## Your objective
For each entry that follows, write out an identical copy.

## Saved entries
╔══

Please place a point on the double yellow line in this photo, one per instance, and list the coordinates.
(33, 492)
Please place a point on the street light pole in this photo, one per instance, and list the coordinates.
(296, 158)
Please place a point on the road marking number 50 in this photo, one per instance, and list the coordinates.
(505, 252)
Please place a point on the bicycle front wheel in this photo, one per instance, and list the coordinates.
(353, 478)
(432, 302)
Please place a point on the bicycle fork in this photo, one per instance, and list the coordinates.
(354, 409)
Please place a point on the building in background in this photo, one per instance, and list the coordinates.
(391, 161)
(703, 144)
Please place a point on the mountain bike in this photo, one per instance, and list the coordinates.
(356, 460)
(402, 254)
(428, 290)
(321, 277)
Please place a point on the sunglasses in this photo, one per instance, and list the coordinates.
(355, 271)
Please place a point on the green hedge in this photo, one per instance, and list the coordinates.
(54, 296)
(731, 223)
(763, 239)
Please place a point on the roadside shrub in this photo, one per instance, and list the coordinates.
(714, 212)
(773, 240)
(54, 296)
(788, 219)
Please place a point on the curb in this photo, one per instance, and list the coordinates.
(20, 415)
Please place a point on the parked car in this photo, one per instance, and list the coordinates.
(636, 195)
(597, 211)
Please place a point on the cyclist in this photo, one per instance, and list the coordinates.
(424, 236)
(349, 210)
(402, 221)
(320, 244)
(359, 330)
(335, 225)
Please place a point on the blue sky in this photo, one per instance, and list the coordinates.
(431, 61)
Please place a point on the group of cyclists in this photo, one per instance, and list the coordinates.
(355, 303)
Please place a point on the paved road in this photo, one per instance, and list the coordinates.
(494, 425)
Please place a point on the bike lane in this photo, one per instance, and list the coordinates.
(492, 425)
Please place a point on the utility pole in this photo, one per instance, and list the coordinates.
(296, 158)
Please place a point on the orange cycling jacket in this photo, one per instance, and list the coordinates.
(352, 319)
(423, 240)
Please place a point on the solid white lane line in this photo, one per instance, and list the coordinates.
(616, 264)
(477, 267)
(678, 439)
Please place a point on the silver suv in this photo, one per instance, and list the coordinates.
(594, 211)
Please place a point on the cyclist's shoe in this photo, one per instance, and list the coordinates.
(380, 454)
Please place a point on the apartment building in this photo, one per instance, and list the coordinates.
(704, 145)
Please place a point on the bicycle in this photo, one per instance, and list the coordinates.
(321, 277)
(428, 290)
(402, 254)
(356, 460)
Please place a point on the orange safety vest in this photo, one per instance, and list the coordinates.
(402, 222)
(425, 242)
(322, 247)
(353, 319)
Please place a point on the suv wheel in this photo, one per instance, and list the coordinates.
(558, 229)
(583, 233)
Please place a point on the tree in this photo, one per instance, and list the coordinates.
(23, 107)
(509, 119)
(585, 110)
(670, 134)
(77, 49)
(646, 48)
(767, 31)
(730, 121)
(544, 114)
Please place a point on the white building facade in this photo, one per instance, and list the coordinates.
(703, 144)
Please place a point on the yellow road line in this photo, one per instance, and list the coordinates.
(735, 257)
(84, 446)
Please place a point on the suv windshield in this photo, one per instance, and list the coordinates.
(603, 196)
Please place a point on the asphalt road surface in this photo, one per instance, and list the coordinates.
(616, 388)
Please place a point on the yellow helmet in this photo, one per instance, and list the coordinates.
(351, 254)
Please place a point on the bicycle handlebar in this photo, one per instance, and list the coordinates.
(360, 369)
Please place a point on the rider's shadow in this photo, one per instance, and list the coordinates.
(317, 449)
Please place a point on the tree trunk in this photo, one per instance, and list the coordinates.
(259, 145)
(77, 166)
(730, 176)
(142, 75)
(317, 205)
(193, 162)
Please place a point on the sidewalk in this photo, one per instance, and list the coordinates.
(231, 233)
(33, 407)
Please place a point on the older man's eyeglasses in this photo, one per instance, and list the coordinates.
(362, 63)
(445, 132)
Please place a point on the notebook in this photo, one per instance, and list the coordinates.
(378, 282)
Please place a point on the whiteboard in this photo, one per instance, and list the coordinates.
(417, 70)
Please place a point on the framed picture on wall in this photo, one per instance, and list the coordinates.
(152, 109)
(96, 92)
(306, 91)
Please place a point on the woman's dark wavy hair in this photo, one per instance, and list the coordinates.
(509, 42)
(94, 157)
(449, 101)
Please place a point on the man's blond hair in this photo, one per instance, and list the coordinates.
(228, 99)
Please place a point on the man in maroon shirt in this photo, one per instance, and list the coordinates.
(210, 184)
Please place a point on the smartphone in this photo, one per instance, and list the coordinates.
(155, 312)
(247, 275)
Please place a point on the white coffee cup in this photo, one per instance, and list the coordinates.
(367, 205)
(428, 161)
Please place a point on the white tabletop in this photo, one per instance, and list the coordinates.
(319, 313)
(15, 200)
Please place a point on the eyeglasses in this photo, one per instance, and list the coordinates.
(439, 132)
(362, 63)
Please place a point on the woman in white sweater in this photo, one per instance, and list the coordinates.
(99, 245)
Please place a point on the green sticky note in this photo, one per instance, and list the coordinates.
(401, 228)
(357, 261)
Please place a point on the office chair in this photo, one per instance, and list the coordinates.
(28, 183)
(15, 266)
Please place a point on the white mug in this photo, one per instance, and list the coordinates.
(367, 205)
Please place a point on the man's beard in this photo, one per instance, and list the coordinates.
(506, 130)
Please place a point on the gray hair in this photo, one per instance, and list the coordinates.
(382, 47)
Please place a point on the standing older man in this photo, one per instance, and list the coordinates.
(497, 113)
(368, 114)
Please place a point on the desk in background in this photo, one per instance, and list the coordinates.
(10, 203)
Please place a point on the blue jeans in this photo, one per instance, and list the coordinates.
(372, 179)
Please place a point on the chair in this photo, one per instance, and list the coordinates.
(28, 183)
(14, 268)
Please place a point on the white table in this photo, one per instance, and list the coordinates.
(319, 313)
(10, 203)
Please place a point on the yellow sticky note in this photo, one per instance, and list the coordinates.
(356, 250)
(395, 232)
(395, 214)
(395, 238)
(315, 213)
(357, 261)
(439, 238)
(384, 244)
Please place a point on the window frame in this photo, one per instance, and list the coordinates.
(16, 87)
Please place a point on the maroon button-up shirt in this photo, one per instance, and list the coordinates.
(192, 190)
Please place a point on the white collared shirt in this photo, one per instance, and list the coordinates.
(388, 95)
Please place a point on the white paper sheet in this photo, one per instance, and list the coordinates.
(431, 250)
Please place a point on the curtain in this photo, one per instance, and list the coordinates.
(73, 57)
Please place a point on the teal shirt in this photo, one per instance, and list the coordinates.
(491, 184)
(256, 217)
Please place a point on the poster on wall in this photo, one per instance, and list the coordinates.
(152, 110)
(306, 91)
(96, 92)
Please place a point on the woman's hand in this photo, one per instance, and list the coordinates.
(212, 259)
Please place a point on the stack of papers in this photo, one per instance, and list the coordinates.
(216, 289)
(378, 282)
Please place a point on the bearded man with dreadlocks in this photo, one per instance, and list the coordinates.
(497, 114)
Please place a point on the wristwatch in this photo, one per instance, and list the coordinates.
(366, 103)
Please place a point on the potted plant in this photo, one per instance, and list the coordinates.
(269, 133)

╚══

## Solved problem
Please place a point on the double yellow line in this photo, one per instance, and list the coordinates.
(33, 492)
Please place a point on the street light pole in this photo, one per instance, and list the coordinates.
(296, 158)
Please place a point on the road marking number 50 in this photo, one per instance, and list the coordinates.
(505, 252)
Please place a point on the bicycle front wheel in this photo, one per instance, and list the coordinates.
(353, 478)
(432, 302)
Please place a point on the bicycle fork in this photo, one per instance, and list the coordinates.
(354, 409)
Please place a point on the building in background in this photo, one per instance, and list the coordinates.
(391, 161)
(703, 144)
Please place a point on the mountain bike in this photo, one per instance, and list the coordinates.
(356, 460)
(402, 254)
(428, 290)
(321, 277)
Please place a point on the sunglasses in this photo, one per instance, and list the coordinates.
(355, 271)
Please place a point on the green hedge in this photo, one per instance, and list the coordinates.
(54, 296)
(731, 223)
(763, 239)
Please place a point on the roadside shrub in this photo, one per instance, and list the coordinates.
(714, 212)
(773, 240)
(54, 296)
(788, 219)
Please place a point on the curb in this photo, one per instance, and list the coordinates.
(20, 415)
Please place a point on the parked car in this photo, one per instance, and list the coordinates.
(636, 195)
(597, 211)
Please place a point on the cyclist in this photo, one per instance, and list the coordinates.
(424, 236)
(349, 210)
(402, 221)
(320, 244)
(359, 330)
(335, 225)
Please place a point on the blue sky in this photo, one per instance, and list the coordinates.
(431, 61)
Please place a point on the group of cyclists in this photo, one per instance, and list the coordinates.
(355, 303)
Please place a point on the paved road in this photo, one per instance, and list the coordinates.
(494, 425)
Please place a point on the bike lane in this photo, one per instance, and list the coordinates.
(492, 425)
Please place a point on the utility pole in this photo, one per instance, and list the coordinates.
(296, 158)
Please place a point on the orange cycling jacket in this photo, one per instance, and list the coordinates.
(352, 319)
(423, 240)
Please place a point on the solid white lane line in this photo, one per instance, and list the coordinates.
(616, 264)
(477, 267)
(678, 439)
Please place a point on the silver suv in this photo, one per instance, and list the coordinates.
(594, 211)
Please place a point on the cyclist's shoe in this photo, one per instance, and list the coordinates.
(380, 454)
Please place a point on the apartment building in this photo, one per instance, and list the coordinates.
(704, 145)
Please place a point on the bicycle in this photo, one per instance, and list the coordinates.
(321, 277)
(428, 290)
(402, 254)
(356, 460)
Please place a point on the orange safety vest in this photo, one per instance, and list the coordinates.
(402, 222)
(425, 242)
(322, 247)
(353, 319)
Please place a point on the suv wheel in this photo, one per instance, and list the coordinates.
(558, 229)
(583, 233)
Please place a point on the tree in this photo, one per instance, and list the coordinates.
(23, 107)
(509, 119)
(585, 110)
(670, 134)
(77, 49)
(646, 48)
(767, 31)
(730, 121)
(544, 114)
Please place a point on the white building facade in this photo, one per instance, and list the coordinates.
(703, 144)
Please place a point on the yellow road line in this photo, one per instance, and list the coordinates.
(735, 257)
(84, 446)
Please place a point on the suv windshield in this photo, one per instance, and list the coordinates.
(603, 196)
Please place a point on the asphalt road surface in this photo, one per instance, and list the coordinates.
(616, 388)
Please place a point on the yellow helmet in this photo, one per instance, and list the coordinates.
(351, 254)
Please place a point on the bicycle handlebar in this photo, one per instance, and list the coordinates.
(360, 369)
Please place a point on the rider's shadow in this photo, one per instance, and list the coordinates.
(317, 449)
Please place a point on the tree trunk in this photo, one per instance, and list the coordinates.
(259, 145)
(77, 166)
(730, 176)
(142, 75)
(317, 205)
(193, 162)
Please place a point on the sidewalk in this photo, one per instance, and list the coordinates.
(231, 233)
(33, 407)
Please place a point on the older man's eyeglasses in this photo, one per instance, and list the coordinates.
(362, 63)
(445, 132)
Please place a point on the notebook in this photo, one per instance, and list the coordinates.
(378, 282)
Please place a point on the whiteboard in this photo, one per instance, and list the coordinates.
(417, 70)
Please place a point on the framed picture on wall in this photo, one per instance, and list the coordinates.
(152, 109)
(96, 92)
(306, 91)
Please place a point on the woman's dark wavy hair in this photo, one per instance, and list the coordinates.
(509, 42)
(94, 157)
(449, 101)
Please place a point on the man's blond hair in this photo, one per instance, and list the coordinates.
(228, 99)
Please place a point on the man in maroon shirt in this photo, one per instance, and list the coordinates.
(210, 184)
Please place a point on the smartphone in this photo, one per instance, and list the coordinates.
(155, 312)
(247, 275)
Please place a point on the white coffee cup in this photo, one per instance, and list the coordinates.
(367, 205)
(428, 161)
Please place a point on the white tabletop in this photo, one per instance, and list the coordinates.
(319, 313)
(15, 200)
Please place a point on the eyeglasses in this photo, one per instance, and list the coordinates.
(439, 132)
(362, 63)
Please place a point on the woman in white sweater in this photo, one per instance, and list the coordinates.
(99, 245)
Please place a point on the green sticky note in this photo, one per instance, and list the coordinates.
(401, 228)
(357, 261)
Please place a point on the office chair in this photo, one per instance, and list the coordinates.
(28, 183)
(15, 266)
Please place a point on the white mug in this photo, one per instance, and list the coordinates.
(367, 205)
Please place a point on the man's beard in this photo, one per instance, and list the coordinates.
(506, 130)
Please place a point on the gray hair in this photo, one per instance, and list the coordinates.
(382, 47)
Please place a point on the standing older man in this photo, one per instance, and list the coordinates.
(497, 113)
(368, 114)
Please place a point on the desk in background in this photo, one per instance, and list the coordinates.
(10, 203)
Please place a point on the blue jeans in this photo, one per instance, and list the coordinates.
(372, 179)
Please place a point on the chair in this photo, one per instance, and list the coordinates.
(28, 183)
(14, 268)
Please place a point on the white table in this photo, one per instance, and list the coordinates.
(319, 313)
(10, 203)
Please place a point on the yellow sticky note in this photo, one per instance, and list the coordinates.
(356, 250)
(395, 232)
(395, 214)
(395, 238)
(315, 213)
(357, 261)
(439, 238)
(384, 244)
Please place a point on the window frame in this photo, one per instance, and list the coordinates.
(16, 87)
Please place a point on the maroon button-up shirt in this photo, one per instance, and list the coordinates.
(192, 190)
Please place a point on the white collared shirt in this photo, one per instance, and list the coordinates.
(388, 95)
Please place a point on the white paper sheet in this photo, one per instance, and list the coordinates.
(431, 250)
Please place a point on the curtain in this photo, one per instance, and list the coordinates.
(73, 57)
Please place a point on the teal shirt in this photo, one per instance, and list the coordinates.
(491, 184)
(256, 217)
Please place a point on the poster on wall in this photo, one per instance, and list the coordinates.
(152, 110)
(306, 91)
(96, 92)
Please place a point on the woman's hand in this photo, one per instance, and list the coordinates.
(212, 259)
Please place a point on the stack of papers in this photo, one per instance, and list the coordinates.
(216, 289)
(378, 282)
Please place a point on the bearded man with dreadlocks in this photo, one per instance, and list the coordinates.
(497, 114)
Please place a point on the wristwatch in this photo, one per instance, and list the coordinates.
(366, 103)
Please place a point on the potted plant in this photo, one per instance, and list the coordinates.
(269, 133)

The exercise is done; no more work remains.